◆ **DOCUMENT SECTION**
I bet there are no Muslims there
What about the Christianity of Catholics (whose Latin Bible is 1500 years older than your KJV bible) and Orthodox Christians (whose Greek bible is even older still, slightly, since much if not all of the New Testament was originally written in Greek). Or what about the Copts who had access to early copies and whose translations may be as reliable as the Greek texts that have come down to modern times.
The history of the Evangelical Christian movement in the US is intimately wrapped up in and defined by its conflict with and discrimination against Catholic and Orthodox practitioners of christianity, so don't try to tell me that the evangelical way is the True Way.
But it sure consumes a lot of time and angst in areas where fundamentalists are predominant. Even DC suffers from blue laws in this regard.
(No abortion, sodomy, cross-dressing, divorce, sabbath-breaking, etc.)
I don't remember learning about cross-dressing in Sunday school, but maybe that was covered on one of those many dreary days when I fell asleep out of shear boredom. This is clearly a point where Catholic and evangelical interpretations part company as I am sure that Catholic theology would regard cross dressing as a venial sin if it is to be a subject of Christian doctrine at all.
I would really suggest you not try to get a political party going on reinstating the sanctity of the sabbath. Last time I hung out with a bunch of Texans they didn't seem to think there was much wrong with beer and BBQ on Sunday, but maybe Texas is another state that "true conservatives" are willing to write off, along with all the others that you are willing to write off.

◆ **PROBLEM DESCRIPTION**
Extend the online comments on evangelical Christianity and Sunday blue laws, picking up after their final sentence. You won't need the listing that comes after the text.

◆ **Point location data**
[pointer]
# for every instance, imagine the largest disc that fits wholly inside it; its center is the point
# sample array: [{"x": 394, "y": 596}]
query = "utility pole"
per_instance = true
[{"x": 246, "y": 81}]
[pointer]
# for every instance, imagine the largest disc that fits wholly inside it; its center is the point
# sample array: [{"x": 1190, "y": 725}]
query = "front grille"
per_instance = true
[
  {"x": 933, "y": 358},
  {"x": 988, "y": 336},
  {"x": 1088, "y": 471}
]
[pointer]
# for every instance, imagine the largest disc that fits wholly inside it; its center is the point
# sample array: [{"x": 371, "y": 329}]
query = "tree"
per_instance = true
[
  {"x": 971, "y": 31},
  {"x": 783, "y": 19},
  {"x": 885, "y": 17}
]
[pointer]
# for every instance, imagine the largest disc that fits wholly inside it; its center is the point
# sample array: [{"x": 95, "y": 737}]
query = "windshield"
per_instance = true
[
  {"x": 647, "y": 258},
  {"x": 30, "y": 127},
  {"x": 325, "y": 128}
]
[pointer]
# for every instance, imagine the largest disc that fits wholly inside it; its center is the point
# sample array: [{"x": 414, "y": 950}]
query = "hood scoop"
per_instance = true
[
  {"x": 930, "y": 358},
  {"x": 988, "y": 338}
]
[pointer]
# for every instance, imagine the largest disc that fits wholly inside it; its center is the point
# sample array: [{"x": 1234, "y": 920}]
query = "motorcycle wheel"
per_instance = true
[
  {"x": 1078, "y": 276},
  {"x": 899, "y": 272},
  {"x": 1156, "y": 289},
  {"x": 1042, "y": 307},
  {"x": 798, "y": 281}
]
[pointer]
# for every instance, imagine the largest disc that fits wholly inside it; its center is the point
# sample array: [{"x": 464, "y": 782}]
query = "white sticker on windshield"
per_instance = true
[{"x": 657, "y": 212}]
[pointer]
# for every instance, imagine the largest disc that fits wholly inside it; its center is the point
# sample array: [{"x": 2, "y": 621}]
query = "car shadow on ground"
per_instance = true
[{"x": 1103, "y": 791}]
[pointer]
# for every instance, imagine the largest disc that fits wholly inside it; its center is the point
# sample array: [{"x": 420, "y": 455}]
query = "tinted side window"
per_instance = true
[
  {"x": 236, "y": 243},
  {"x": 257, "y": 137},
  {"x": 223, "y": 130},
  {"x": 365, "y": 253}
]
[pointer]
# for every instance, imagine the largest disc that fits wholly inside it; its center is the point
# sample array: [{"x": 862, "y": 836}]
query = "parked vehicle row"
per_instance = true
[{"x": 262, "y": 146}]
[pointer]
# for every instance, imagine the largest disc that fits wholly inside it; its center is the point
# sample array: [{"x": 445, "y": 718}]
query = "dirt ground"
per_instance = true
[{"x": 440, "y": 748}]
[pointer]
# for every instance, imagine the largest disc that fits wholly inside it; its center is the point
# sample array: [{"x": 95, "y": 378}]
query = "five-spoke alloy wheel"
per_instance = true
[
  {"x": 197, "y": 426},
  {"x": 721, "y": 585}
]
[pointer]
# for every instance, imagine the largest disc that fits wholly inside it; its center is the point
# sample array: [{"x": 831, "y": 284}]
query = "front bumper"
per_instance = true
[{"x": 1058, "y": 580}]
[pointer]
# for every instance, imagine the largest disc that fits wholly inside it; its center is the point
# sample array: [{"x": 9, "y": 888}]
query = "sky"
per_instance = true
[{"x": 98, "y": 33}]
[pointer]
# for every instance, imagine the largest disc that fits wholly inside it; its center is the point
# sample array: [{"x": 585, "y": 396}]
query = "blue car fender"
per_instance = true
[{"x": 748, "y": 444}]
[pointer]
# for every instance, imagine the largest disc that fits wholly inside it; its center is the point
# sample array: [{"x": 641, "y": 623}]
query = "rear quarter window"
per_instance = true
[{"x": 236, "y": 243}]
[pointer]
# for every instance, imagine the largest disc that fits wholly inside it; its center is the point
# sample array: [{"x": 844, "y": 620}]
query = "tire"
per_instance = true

◆ **TASK RESPONSE**
Amen brother!
LLS
By what jaundiced view do you claim that the KJV is the infallible version of the bible, English not even existing when Christ, his desciples and testamentors lived? It is only a translation and at best is only as authentic as the original Greek texts upon which the translation is based.
I would note three points. First this is old testament, not the words of Christ who preached Charity and forgiveness, even for those things in the old-testament where the penalty was death. Second, where the old testament calls for a penalty it prescribes a penalty. By standard rules of statutory interpretation, whose origins are rabbinical in nature, an omission would normally be considered deliberate. But as for interpretations of Mosaic law I think we should turn to a rabbinical scholar and ask for his interpretation of the law. Third, Christ's life and death formed a new covenant between his adherents and God, and Christian doctrine is taken as a rebirth and regeneration of human hope. That is why Catholics and Orthodox derive their doctrine from the New Testament unlike those protestant sects who seem to like the more blood and guts style of God you find in the old testament.
Cross-dressing might be an abomination in God's eyes, but it is easily remedied, by removing said clothing and there is no harm done to another human. There would seem to be little call for the death penalty.
I am only arguing theology to point out that folks like you have lost your way in the world. You display no sense of christian charity and kindness, and, typical of the more hardcore calvinist sects, merely think that you are the instruments for God's vengence on the wickedness of man, as you define it in your eyes.
Your twisted religious beliefs have no place in a political debate about how to order our society, and your attempts to introduce it are repulsive to most people. One of these days you might see that, keep your communion with God between yourself and God as a private manner and show some Christian love for the rest of us sinners on this earth.
That answers none of the questions I raised. It makes the circular claim that the KJV is the infallible version because all other versions are fallible. Well the Dutch Reformed Church, whose bible is in Dutch, could make the same claim, etc.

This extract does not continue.